#### INSTRUCTIONS FOR THE TASK:
Would you copy each line of the records that includes the word "tree"?

== MATERIAL PROVIDED ==

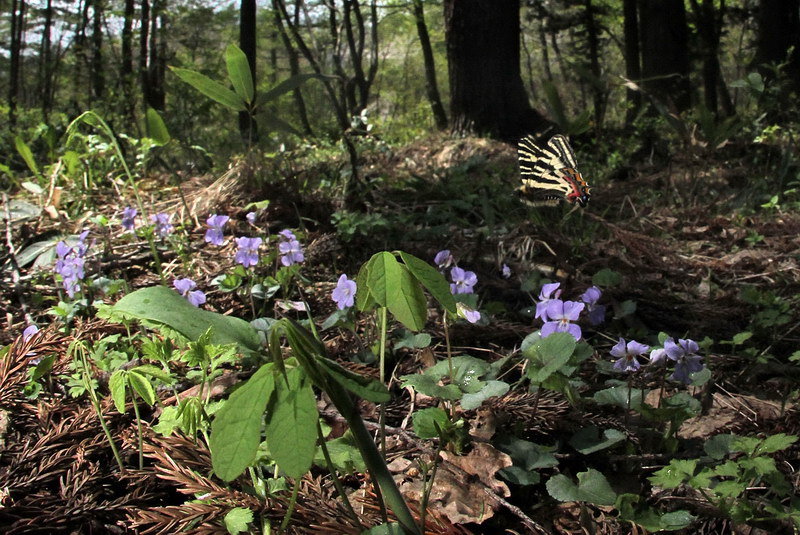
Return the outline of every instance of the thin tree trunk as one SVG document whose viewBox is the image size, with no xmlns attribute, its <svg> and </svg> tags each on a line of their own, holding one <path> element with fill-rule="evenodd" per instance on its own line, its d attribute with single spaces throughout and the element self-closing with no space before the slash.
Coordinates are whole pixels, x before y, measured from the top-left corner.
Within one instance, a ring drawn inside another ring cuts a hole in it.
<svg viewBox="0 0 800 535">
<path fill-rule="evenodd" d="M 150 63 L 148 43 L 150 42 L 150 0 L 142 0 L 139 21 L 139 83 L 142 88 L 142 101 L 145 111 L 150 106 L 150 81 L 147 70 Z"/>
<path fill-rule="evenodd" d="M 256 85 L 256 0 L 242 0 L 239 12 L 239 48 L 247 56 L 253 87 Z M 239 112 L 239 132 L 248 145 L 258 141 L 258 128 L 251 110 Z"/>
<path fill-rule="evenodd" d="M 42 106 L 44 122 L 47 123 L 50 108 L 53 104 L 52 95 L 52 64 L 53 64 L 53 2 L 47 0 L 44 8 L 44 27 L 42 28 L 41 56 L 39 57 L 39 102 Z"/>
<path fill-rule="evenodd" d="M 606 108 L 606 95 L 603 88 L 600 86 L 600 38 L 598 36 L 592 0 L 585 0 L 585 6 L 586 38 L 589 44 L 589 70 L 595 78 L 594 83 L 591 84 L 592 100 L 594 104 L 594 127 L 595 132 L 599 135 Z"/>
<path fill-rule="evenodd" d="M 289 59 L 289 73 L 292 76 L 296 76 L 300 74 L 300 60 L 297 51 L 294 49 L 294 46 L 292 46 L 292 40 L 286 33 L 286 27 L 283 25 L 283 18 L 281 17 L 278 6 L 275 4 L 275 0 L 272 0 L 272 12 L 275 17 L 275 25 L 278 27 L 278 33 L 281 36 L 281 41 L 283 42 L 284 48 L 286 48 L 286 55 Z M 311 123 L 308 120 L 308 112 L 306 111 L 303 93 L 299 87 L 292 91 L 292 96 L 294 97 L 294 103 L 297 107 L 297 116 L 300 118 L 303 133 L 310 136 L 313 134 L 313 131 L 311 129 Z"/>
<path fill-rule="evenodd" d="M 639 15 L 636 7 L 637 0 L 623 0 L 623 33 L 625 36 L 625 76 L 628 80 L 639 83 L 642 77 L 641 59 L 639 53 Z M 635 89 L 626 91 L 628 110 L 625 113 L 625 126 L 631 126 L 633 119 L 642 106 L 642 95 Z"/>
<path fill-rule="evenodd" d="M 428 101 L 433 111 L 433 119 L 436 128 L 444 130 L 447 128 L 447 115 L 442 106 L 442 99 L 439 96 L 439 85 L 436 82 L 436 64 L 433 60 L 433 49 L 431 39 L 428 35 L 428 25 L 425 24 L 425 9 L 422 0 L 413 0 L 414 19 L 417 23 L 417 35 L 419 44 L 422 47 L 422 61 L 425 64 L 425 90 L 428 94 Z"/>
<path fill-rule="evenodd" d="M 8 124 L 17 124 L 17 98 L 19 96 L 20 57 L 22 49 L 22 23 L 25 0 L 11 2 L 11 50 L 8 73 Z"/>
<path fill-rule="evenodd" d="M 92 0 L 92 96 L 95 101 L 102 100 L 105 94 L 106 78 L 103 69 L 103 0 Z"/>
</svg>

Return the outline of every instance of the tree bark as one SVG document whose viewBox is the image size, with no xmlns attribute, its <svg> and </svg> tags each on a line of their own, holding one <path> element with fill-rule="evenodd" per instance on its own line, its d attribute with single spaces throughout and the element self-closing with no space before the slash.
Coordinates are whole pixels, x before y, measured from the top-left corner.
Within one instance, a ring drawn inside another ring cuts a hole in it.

===
== MATERIAL PROVIDED ==

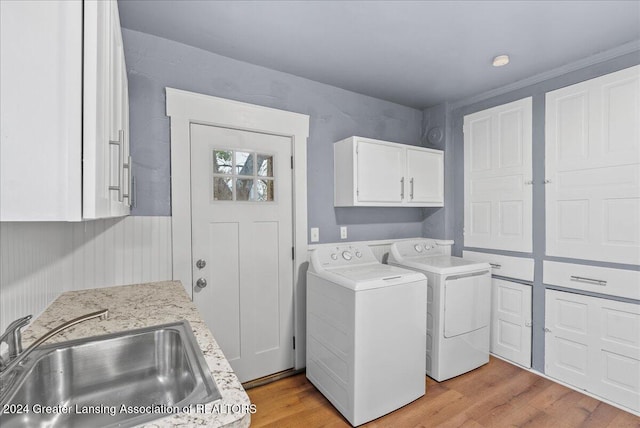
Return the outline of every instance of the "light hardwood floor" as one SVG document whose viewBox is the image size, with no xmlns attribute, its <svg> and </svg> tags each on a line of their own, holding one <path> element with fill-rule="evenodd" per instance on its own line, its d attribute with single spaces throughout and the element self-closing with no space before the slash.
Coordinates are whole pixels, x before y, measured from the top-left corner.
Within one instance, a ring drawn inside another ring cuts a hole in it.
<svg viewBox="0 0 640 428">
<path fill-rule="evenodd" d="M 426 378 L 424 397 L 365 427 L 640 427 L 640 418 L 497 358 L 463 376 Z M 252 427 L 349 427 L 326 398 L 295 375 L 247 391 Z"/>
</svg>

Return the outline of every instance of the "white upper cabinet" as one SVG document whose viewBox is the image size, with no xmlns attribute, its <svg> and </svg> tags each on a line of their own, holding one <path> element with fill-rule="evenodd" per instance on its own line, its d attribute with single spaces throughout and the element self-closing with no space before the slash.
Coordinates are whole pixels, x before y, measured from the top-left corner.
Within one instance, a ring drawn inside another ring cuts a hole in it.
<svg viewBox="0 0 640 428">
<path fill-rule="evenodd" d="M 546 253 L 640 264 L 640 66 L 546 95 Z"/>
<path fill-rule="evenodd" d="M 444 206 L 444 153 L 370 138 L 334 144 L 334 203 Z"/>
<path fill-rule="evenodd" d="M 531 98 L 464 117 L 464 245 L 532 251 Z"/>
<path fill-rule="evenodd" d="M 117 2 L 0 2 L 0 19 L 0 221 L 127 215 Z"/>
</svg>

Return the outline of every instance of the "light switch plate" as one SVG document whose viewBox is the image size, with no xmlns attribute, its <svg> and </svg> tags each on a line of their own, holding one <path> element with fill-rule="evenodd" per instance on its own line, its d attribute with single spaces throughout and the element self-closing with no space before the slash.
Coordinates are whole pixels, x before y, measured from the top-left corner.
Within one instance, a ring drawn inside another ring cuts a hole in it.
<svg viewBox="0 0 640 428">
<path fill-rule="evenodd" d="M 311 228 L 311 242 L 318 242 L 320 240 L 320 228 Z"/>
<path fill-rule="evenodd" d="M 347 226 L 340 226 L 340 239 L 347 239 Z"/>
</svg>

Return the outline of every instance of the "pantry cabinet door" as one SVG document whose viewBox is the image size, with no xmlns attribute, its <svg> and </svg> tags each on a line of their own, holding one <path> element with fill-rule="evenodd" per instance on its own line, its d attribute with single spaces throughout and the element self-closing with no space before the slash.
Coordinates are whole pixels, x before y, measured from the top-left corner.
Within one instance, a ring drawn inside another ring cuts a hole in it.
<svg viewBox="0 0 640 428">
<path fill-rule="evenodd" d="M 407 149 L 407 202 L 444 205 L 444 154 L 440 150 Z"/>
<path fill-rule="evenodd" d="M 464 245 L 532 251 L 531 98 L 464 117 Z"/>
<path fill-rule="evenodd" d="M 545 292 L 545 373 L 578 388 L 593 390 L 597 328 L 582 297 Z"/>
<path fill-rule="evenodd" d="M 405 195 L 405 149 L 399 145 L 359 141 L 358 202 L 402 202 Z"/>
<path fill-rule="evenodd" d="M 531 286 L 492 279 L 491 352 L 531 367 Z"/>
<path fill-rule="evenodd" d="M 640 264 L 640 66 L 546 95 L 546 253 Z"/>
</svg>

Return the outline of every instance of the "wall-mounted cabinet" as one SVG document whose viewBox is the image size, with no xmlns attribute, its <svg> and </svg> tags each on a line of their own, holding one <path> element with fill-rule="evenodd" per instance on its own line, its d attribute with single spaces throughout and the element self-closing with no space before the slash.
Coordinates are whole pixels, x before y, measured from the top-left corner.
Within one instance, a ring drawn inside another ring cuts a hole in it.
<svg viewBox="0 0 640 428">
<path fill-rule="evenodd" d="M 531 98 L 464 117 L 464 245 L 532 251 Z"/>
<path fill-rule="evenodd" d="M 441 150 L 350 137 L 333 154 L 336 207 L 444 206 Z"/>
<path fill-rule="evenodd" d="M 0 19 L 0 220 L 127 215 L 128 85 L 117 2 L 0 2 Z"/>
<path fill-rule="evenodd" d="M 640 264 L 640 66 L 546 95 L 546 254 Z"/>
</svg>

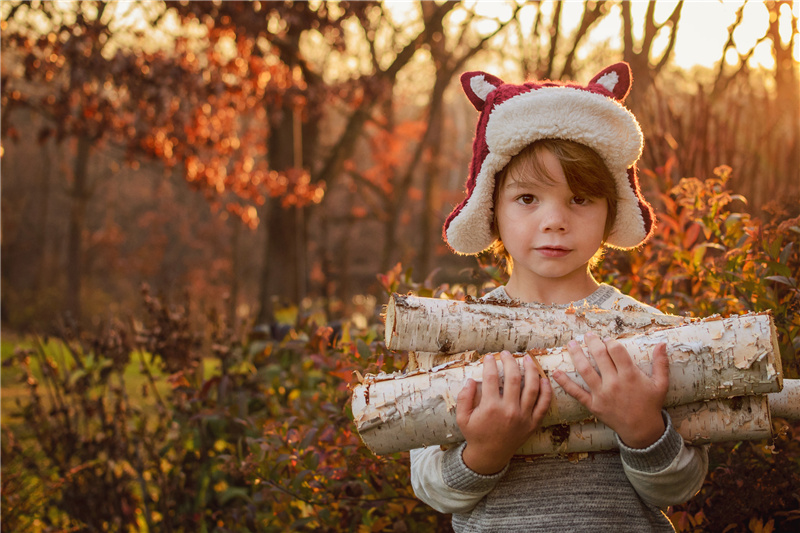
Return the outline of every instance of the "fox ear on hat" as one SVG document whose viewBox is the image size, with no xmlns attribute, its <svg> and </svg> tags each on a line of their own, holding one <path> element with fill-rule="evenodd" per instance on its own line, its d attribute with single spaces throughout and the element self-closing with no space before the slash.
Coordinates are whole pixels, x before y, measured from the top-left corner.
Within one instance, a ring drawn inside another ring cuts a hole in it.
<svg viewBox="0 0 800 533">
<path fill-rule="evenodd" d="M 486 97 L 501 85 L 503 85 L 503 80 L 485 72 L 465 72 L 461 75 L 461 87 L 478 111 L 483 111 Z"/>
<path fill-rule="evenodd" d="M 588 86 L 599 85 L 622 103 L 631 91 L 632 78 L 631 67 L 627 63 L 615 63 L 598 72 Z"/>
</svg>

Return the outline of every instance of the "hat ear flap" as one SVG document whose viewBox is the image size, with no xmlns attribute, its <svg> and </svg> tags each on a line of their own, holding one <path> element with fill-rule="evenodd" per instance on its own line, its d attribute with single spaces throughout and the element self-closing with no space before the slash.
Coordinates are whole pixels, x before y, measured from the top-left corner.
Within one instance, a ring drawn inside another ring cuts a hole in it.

===
== MATERIAL PROVIDED ==

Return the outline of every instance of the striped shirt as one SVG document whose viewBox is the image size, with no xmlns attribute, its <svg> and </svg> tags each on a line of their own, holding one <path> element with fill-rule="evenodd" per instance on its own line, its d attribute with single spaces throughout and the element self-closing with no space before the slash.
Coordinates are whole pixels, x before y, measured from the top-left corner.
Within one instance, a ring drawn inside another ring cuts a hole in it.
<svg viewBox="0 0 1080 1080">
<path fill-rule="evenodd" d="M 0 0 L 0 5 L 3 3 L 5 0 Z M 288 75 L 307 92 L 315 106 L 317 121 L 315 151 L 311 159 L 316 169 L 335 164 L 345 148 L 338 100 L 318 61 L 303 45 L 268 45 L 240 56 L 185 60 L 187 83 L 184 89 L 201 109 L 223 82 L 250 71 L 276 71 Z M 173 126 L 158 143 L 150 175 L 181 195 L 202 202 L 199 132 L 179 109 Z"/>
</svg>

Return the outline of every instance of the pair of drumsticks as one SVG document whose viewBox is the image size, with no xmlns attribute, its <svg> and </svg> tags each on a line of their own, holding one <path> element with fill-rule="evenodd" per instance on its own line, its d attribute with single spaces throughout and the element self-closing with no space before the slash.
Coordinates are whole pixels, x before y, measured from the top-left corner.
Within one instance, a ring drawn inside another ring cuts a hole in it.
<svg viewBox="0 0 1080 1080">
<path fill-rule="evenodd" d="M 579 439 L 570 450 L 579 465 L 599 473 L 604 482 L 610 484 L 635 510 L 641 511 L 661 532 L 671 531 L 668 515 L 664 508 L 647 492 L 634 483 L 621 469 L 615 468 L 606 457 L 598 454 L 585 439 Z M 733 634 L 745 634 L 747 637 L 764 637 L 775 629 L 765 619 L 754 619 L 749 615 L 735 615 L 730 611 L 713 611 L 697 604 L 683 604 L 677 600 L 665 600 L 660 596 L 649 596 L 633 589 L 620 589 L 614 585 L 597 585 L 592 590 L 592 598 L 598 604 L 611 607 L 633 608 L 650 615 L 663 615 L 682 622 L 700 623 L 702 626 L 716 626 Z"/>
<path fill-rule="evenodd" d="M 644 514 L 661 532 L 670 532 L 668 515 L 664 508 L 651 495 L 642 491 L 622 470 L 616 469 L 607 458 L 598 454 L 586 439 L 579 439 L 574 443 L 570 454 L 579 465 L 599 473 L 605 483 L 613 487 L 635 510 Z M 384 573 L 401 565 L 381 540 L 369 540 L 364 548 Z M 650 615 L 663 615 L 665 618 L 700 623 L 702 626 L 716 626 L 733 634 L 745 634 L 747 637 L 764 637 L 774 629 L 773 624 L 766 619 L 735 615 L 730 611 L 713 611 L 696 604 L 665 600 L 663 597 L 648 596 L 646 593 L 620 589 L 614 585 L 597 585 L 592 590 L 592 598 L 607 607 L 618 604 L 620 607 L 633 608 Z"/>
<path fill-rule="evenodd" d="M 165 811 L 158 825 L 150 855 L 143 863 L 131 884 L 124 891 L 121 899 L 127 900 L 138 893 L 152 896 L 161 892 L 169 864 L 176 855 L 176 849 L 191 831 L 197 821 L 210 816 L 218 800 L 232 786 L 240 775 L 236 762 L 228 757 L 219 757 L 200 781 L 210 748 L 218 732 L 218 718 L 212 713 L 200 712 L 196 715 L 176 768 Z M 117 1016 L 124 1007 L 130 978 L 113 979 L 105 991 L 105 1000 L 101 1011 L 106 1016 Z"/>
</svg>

===

#### SOLUTION BELOW:
Return the outline of every instance of the thin tree trunk as one SVG document whose viewBox is the image size, with no xmlns attribute, its <svg> and </svg> tags each on a line of their own, holding one <path> element with fill-rule="evenodd" per instance on its own line, its d attribute with single spaces throughout and the element self-closing with no space before the slash.
Return the outline of every instance of the tree bark as one SVG document whose viewBox is the image size, with no xmlns attribute, its <svg> and </svg> tags each on a line of their own, holding one <path> element with fill-rule="evenodd" per instance on its own line, its d attribute with single spaces throughout and the element self-closing with no space before the slash.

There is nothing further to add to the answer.